What you need to do: Print each entry precisely; exclude the pictures.

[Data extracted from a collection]
===============

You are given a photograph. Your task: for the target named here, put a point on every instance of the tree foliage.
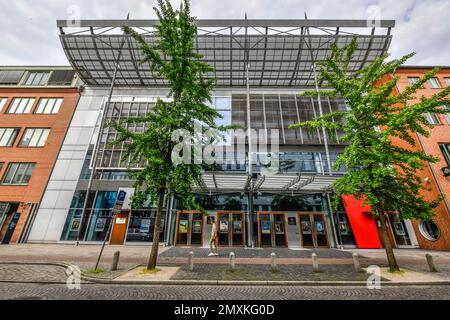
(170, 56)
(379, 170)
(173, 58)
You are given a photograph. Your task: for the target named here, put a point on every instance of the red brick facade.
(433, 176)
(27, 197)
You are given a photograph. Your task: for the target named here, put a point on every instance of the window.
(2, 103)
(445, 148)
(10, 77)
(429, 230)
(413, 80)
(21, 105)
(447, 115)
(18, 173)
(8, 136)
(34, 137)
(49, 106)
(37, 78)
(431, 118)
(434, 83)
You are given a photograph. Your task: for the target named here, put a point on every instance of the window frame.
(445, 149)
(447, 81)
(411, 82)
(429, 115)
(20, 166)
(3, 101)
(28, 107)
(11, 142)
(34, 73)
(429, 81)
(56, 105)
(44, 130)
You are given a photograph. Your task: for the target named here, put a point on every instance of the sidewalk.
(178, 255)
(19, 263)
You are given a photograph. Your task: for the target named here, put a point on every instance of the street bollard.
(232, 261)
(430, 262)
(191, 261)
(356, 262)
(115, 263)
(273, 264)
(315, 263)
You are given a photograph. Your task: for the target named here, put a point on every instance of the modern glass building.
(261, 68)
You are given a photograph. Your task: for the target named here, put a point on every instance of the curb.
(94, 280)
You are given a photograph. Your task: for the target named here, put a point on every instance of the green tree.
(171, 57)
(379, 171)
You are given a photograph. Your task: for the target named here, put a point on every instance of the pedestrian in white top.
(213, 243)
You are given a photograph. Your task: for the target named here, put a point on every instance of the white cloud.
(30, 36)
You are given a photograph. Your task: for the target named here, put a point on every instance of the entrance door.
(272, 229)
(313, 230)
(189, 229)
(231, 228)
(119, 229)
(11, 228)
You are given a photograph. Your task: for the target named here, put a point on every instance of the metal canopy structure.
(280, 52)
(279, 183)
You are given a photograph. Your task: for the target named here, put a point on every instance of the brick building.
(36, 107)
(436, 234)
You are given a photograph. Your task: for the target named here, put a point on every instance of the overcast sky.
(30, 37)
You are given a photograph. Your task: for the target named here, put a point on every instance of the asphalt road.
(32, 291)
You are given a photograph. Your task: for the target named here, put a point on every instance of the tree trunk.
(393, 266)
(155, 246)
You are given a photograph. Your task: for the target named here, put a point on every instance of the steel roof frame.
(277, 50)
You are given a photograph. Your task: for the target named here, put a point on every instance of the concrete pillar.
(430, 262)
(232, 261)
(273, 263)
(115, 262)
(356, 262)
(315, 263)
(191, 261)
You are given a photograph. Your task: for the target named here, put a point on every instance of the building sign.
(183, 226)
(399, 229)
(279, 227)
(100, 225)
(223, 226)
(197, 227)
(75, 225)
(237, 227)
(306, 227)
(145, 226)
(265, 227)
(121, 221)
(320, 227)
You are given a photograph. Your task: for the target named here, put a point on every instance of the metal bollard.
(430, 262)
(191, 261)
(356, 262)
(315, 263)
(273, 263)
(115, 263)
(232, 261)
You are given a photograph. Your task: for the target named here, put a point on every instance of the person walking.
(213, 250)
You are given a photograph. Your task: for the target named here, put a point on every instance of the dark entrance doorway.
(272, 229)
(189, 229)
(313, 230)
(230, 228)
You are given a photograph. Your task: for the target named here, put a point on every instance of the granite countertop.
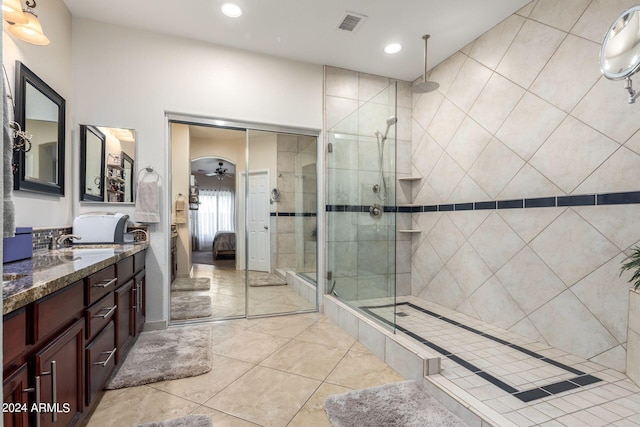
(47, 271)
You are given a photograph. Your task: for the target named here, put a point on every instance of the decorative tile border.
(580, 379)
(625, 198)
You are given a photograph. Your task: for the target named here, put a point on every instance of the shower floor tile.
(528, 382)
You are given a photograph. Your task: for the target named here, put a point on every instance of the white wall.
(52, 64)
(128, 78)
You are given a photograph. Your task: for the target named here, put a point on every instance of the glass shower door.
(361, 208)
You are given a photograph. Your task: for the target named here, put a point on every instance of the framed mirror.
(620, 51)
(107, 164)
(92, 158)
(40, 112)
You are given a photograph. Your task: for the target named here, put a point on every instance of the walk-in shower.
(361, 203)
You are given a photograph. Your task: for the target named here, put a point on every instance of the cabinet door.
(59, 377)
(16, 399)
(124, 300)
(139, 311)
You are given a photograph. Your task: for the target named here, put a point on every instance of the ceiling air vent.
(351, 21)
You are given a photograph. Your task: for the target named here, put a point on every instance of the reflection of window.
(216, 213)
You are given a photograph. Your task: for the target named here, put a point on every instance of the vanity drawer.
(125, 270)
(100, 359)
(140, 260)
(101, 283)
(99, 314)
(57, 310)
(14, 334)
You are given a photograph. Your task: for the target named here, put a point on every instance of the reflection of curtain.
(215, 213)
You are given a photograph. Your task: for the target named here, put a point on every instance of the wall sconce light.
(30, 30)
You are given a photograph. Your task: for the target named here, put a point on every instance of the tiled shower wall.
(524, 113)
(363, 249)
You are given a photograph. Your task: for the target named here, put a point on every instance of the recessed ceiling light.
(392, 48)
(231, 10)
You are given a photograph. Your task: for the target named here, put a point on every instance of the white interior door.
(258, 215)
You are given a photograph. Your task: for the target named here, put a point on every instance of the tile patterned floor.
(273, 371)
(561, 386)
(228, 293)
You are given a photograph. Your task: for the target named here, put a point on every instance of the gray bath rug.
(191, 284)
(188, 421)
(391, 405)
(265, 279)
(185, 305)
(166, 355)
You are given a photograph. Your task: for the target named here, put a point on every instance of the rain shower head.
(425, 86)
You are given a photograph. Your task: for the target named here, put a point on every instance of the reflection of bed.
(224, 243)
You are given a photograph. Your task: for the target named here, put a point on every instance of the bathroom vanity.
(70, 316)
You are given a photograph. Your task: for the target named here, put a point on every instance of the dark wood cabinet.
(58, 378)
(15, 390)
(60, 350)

===============

Result of this exercise:
You are given a photograph. Your task: for the target named here, put a point on every instance of the tree foliage.
(170, 56)
(379, 170)
(173, 58)
You are given a photograph. Your task: for the target named here, put a point on every instance of the red brick facade.
(433, 176)
(27, 197)
You are given a photograph. Your task: for the target named here, put a point on every instance of the window.
(2, 103)
(445, 148)
(10, 77)
(429, 230)
(413, 80)
(21, 105)
(447, 115)
(18, 173)
(8, 136)
(34, 137)
(49, 106)
(37, 78)
(431, 118)
(434, 83)
You are given a photograph. Your task: for the target named here, put a point on every instance of the window frame.
(445, 149)
(447, 81)
(411, 82)
(429, 115)
(20, 166)
(3, 101)
(28, 107)
(11, 142)
(34, 73)
(429, 81)
(56, 105)
(44, 130)
You are given a photograph. Your task: for the target named here, put a point on every instance of the sidewalk.
(178, 255)
(19, 263)
You are given a photograph. Your task: for the target named here, put a point on every instance of the street bollard.
(232, 261)
(430, 262)
(191, 261)
(356, 262)
(115, 263)
(273, 264)
(315, 263)
You are given a photograph. Your task: for the target named here, put a point on every instance of the modern glass building.
(261, 68)
You are given a photograph. Your task: for the target named here, put a point on every instance of the curb.
(94, 280)
You are given a photograph. Your task: for the target named here, put a point on every instance of the green tree.
(171, 57)
(379, 171)
You are given a photograph. Your task: for the target named here, put a point on every instance of the pedestrian in white top.
(213, 243)
You are given a photograph. Your task: for the target named here, put a point on every instance of the white cloud.
(30, 36)
You are given a photograph. Your task: for the target named here, put a point on every instance of the entrance door.
(272, 229)
(313, 230)
(189, 229)
(231, 228)
(119, 229)
(11, 228)
You are given a photograph. Your task: for the target named here, put a point on every instance of the metal canopy structure.
(280, 52)
(279, 183)
You are given a photograph. Your task: for the target named here, put a point on every instance of the brick building.
(36, 107)
(436, 234)
You are given a photograph. Your task: for the target named here, put a point on every instance of the overcast sky.
(30, 37)
You are given a photograph. Your task: for the target named here, put a point on every instance of the asphalt road.
(32, 291)
You are given a photograph. Your task: for the target named here, put a point on every instance of the tree trunk.
(393, 266)
(155, 246)
You are given a photograph. Your task: for the target named here, put a point on every instance of the steel roof frame.
(277, 50)
You are given a photograph. Your task: for the target named here, put a point on every instance of the concrete pillar.
(430, 262)
(232, 261)
(273, 263)
(115, 262)
(356, 262)
(315, 263)
(191, 261)
You are given a photograph. Your task: for the target named here, put a point on every instance of the building sign.
(183, 226)
(399, 229)
(279, 227)
(100, 225)
(223, 226)
(197, 227)
(75, 225)
(237, 227)
(306, 227)
(145, 226)
(265, 227)
(121, 221)
(320, 227)
You are given a photograph. Your task: for the target named here, put a point on every instance of the metal bollard.
(430, 262)
(191, 261)
(356, 262)
(315, 263)
(273, 263)
(115, 263)
(232, 261)
You are given a photograph. Your task: for the target named here, put a point on every instance of the person walking.
(213, 250)
You are given a photograph. Your task: for the target named here, put a point on every instance of the dark entrance doorway.
(272, 229)
(189, 229)
(313, 230)
(230, 228)
You are given a photograph. Your task: for the target named here, put a point on every instance of the granite countertop.
(47, 271)
You are given a photograph. Your task: for the target named here, put a point on every instance of the decorative tile border.
(580, 379)
(625, 198)
You are given a photograph. Your task: for the target named here, put a point on every instance of the shower floor tile.
(528, 382)
You are given a photograph. Your task: for the target named here, put a point on every instance of the white wall.
(52, 64)
(128, 78)
You are given a photograph. Your task: for the target named here, put a point on every instance of the glass shower door.
(361, 208)
You are given a photograph. Your task: for the target named here, put a point on every instance of the framed mirror.
(620, 51)
(107, 164)
(92, 158)
(40, 112)
You are given a photograph. Your task: for the target named here, put a point on every instance of the walk-in shower.
(361, 203)
You are given a photograph. Your task: for the target named here, put a point on every instance of the cabinet door.
(59, 377)
(16, 399)
(124, 300)
(139, 311)
You are given a photograph. Your task: for the target named here, put a point on every instance of the ceiling air vent.
(351, 21)
You are given a photograph. Your task: for the target named here, put a point on every instance of the reflection of window.
(216, 213)
You are given a photograph. Your task: for the target named here, put a point on every instance of the vanity drawer.
(125, 270)
(100, 359)
(140, 260)
(101, 283)
(99, 314)
(57, 310)
(14, 334)
You are given a photograph. Your task: for the target named here, put a point on every instance of the reflection of curtain.
(215, 213)
You are given a photograph. Your task: for the target named here, put a point on every instance of the wall sconce light.
(30, 30)
You are given a photograph. Your task: for the target named here, put a point on every instance of the tiled shower wall.
(524, 113)
(363, 249)
You are given a photograph. Your task: for the target named here, put a point on every instance of the recessed ceiling light.
(392, 48)
(231, 10)
You are given a photograph. Your task: for the target named here, put a point on every instance of the white interior door.
(258, 215)
You are given a photograph. Your task: for the target named here, put a point on every instance of the tile patterned floor.
(273, 371)
(561, 386)
(228, 293)
You are given a photograph. Your task: for the target named here, put a point on every instance of the gray bath rug.
(191, 284)
(188, 421)
(391, 405)
(265, 279)
(185, 305)
(166, 355)
You are given a photograph. Your task: for the target named here, put a point on every instance of the rain shower head.
(425, 86)
You are given a photograph. Your task: for the target named here, put a point on every instance of the reflection of bed.
(224, 243)
You are given a photograph. Your task: for the target named here, put a point on every instance of the bathroom vanity.
(70, 316)
You are given a photograph. Your task: for the target named here, put a point on every instance of the dark wood cabinet.
(58, 378)
(15, 390)
(60, 350)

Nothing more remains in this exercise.